:: Passage provided
Chicago blazes

There are any number of things I should be doing right now.  With several presentations looming on the not-too-distant horizon, I should be focusing my efforts there, but doing so would be doing a disservice to the cast and crew of Chicago, a Keyano Theatre Company musical production that we enjoyed this afternoon.  So, while the thoughts and impressions are fresh in my mind, I'll try to hammer them out before I have to get the steak on the barbecue.

Watching a show of this scope and scale reminds me of the incredible gathering of skill, experience, knowledge and effort that is required to make the magic.  The thousands of intricacies that have to come into alignment to produce a show as stellar as Chicago are unfathomable to the general public, which is as it should be.  Regardless of how complex or difficult, if it comes across as seamless and effortless, you've done everything right.
::::
:: Listed entries
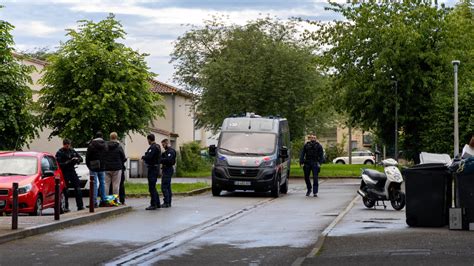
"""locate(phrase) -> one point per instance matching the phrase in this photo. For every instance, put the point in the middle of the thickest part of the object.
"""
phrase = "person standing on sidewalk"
(152, 161)
(168, 159)
(122, 185)
(311, 157)
(95, 163)
(114, 158)
(67, 158)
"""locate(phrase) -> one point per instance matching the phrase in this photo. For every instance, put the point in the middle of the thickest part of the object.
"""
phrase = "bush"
(190, 159)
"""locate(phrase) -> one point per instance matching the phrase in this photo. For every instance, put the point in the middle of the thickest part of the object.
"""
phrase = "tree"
(41, 53)
(260, 67)
(95, 83)
(457, 45)
(17, 123)
(377, 45)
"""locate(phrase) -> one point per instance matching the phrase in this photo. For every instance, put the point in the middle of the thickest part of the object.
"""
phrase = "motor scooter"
(376, 186)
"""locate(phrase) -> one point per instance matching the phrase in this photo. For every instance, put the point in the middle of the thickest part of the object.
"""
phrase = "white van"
(252, 154)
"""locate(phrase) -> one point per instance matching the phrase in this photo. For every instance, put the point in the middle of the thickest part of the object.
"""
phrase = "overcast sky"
(151, 25)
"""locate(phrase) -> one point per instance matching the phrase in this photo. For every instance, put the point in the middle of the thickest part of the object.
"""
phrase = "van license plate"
(242, 183)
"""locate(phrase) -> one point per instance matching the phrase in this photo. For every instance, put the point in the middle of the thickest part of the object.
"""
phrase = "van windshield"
(247, 143)
(17, 165)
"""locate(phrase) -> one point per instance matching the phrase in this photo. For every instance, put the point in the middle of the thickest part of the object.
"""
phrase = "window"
(52, 163)
(247, 143)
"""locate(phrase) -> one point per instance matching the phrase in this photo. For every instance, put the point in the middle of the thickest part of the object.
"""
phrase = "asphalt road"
(236, 228)
(382, 237)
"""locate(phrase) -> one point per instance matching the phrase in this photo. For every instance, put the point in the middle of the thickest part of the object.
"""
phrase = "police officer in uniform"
(67, 158)
(168, 159)
(152, 161)
(311, 157)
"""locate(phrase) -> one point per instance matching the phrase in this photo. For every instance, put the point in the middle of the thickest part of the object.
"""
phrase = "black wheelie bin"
(464, 189)
(428, 195)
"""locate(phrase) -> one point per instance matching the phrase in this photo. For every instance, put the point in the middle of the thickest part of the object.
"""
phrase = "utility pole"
(350, 144)
(456, 125)
(396, 120)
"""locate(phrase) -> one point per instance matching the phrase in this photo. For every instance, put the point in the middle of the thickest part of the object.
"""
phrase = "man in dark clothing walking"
(95, 163)
(152, 161)
(168, 159)
(67, 158)
(312, 156)
(114, 157)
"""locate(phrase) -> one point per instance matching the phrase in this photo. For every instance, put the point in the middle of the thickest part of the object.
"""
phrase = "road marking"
(151, 253)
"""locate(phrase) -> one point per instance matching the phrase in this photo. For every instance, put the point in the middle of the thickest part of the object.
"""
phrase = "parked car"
(358, 157)
(82, 170)
(35, 173)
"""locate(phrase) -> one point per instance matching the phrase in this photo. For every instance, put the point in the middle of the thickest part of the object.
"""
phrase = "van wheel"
(284, 187)
(276, 188)
(38, 211)
(215, 191)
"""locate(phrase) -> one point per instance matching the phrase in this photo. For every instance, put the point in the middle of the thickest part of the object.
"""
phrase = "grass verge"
(139, 188)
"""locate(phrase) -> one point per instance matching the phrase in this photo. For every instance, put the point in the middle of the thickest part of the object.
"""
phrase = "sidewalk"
(382, 237)
(33, 225)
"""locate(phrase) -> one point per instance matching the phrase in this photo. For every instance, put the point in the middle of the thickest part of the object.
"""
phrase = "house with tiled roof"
(177, 125)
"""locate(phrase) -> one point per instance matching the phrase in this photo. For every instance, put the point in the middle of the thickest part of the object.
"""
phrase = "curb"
(46, 228)
(320, 242)
(190, 193)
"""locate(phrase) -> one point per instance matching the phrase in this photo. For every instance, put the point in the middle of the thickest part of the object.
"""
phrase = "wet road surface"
(382, 237)
(237, 228)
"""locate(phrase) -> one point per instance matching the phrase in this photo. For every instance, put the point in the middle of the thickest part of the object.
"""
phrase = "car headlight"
(221, 161)
(25, 189)
(269, 163)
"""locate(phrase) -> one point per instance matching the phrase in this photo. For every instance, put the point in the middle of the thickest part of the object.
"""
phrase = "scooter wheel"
(368, 202)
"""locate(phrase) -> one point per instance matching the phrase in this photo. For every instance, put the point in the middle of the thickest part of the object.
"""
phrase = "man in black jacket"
(168, 159)
(312, 156)
(67, 158)
(114, 157)
(152, 161)
(95, 163)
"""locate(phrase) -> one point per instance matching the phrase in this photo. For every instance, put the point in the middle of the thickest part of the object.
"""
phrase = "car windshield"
(16, 165)
(247, 143)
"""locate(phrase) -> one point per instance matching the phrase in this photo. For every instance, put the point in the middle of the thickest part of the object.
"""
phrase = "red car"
(35, 173)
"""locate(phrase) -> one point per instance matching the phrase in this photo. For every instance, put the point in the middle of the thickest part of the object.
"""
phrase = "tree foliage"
(438, 136)
(261, 67)
(41, 53)
(17, 122)
(381, 45)
(95, 83)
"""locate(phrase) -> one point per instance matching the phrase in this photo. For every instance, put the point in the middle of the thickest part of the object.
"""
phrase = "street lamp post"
(456, 125)
(396, 120)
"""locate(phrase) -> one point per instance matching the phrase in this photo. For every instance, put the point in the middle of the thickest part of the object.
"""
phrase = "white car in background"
(82, 170)
(358, 157)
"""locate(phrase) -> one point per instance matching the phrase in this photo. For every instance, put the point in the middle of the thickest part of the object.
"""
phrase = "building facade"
(177, 125)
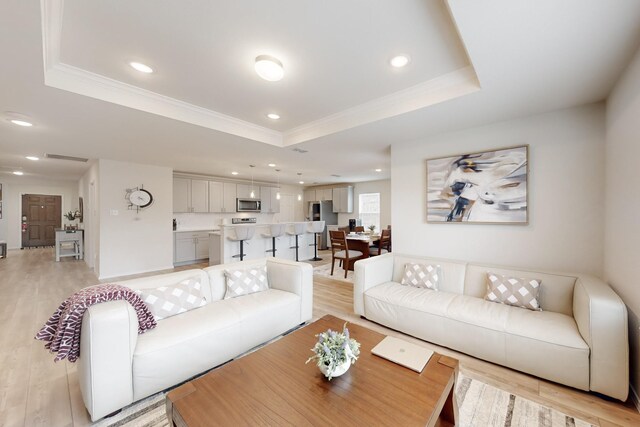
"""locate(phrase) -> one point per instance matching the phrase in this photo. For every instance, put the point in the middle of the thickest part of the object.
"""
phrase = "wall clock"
(138, 198)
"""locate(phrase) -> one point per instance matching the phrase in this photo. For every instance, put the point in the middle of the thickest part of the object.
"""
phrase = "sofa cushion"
(169, 300)
(419, 299)
(478, 312)
(246, 281)
(422, 275)
(515, 291)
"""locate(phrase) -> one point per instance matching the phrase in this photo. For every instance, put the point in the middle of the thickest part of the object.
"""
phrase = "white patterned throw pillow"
(518, 292)
(422, 276)
(167, 301)
(246, 281)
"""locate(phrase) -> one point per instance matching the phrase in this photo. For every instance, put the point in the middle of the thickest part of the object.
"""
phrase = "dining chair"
(340, 251)
(384, 244)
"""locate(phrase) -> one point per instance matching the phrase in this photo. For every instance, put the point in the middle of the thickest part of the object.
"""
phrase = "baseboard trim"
(635, 399)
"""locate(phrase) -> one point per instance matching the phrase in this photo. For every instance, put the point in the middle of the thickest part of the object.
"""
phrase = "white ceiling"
(203, 110)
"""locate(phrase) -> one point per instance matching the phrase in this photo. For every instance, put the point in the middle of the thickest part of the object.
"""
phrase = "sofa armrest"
(294, 277)
(368, 273)
(108, 339)
(601, 317)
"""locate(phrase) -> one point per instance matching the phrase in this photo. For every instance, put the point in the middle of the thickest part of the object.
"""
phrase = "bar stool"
(275, 230)
(242, 233)
(298, 229)
(315, 227)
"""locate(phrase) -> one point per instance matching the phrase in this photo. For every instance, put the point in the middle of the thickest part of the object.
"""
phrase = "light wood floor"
(35, 391)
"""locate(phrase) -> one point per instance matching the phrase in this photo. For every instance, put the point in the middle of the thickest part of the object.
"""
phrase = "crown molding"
(443, 88)
(73, 79)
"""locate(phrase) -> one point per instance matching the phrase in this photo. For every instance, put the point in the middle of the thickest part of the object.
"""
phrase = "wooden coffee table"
(273, 386)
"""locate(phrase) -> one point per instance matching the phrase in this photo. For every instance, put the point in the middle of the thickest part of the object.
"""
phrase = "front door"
(41, 215)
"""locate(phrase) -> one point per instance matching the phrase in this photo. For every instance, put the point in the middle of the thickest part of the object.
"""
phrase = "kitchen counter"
(222, 250)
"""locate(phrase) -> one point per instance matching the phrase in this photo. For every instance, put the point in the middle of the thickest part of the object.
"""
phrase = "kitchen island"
(222, 250)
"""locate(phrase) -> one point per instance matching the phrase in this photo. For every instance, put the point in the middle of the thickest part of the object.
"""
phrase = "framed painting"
(487, 187)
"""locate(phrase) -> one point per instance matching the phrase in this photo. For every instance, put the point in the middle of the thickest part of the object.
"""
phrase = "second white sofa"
(579, 339)
(118, 367)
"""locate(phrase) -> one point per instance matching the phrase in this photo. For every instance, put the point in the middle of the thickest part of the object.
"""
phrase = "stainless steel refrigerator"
(323, 211)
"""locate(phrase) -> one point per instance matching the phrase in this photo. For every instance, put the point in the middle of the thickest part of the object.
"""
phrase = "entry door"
(41, 215)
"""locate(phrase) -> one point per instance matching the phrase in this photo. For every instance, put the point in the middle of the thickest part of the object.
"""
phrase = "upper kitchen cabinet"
(222, 197)
(190, 195)
(343, 199)
(269, 200)
(244, 191)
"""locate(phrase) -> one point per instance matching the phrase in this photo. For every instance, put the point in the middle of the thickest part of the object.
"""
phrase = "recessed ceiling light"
(21, 123)
(269, 68)
(399, 61)
(141, 67)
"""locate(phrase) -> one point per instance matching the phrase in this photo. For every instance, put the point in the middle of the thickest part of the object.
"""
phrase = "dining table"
(361, 242)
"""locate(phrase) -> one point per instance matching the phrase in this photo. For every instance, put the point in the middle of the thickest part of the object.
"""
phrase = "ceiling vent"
(71, 158)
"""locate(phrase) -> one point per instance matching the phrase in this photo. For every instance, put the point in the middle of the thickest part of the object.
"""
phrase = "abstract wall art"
(488, 187)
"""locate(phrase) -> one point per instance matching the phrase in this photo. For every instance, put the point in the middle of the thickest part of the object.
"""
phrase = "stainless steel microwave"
(247, 205)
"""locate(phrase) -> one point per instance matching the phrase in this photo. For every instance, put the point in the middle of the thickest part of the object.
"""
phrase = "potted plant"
(72, 216)
(335, 352)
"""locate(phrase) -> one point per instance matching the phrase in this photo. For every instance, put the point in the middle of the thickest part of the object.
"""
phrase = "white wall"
(210, 220)
(384, 188)
(622, 226)
(566, 194)
(131, 242)
(12, 191)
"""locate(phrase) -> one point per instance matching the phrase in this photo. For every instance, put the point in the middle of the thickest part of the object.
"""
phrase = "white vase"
(339, 370)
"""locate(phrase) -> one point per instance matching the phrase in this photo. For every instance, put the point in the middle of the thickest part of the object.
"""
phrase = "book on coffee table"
(403, 353)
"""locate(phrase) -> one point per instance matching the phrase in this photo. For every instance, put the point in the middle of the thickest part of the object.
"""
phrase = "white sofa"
(117, 366)
(579, 339)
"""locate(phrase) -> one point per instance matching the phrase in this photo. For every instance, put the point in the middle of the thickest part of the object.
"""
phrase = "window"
(369, 209)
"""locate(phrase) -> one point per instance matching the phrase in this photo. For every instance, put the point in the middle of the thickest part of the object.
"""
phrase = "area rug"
(479, 404)
(338, 272)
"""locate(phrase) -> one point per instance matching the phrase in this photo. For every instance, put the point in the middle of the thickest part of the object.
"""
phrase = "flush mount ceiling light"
(269, 68)
(141, 67)
(399, 61)
(21, 123)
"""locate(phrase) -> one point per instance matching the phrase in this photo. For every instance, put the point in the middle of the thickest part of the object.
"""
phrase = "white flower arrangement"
(335, 349)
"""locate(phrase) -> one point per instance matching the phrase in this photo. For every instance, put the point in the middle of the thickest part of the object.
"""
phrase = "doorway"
(41, 215)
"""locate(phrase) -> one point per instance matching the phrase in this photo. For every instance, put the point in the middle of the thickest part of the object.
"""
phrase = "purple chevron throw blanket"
(62, 330)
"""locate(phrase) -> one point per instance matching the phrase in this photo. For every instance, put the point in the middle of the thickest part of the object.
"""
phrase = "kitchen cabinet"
::::
** Directions for this task **
Extract the full "Chicago blazes" passage, reproducing it word for word. The entries can be set aside, since none of them are needed.

** Task response **
Chicago blazes

There are any number of things I should be doing right now.  With several presentations looming on the not-too-distant horizon, I should be focusing my efforts there, but doing so would be doing a disservice to the cast and crew of Chicago, a Keyano Theatre Company musical production that we enjoyed this afternoon.  So, while the thoughts and impressions are fresh in my mind, I'll try to hammer them out before I have to get the steak on the barbecue.

Watching a show of this scope and scale reminds me of the incredible gathering of skill, experience, knowledge and effort that is required to make the magic.  The thousands of intricacies that have to come into alignment to produce a show as stellar as Chicago are unfathomable to the general public, which is as it should be.  Regardless of how complex or difficult, if it comes across as seamless and effortless, you've done everything right.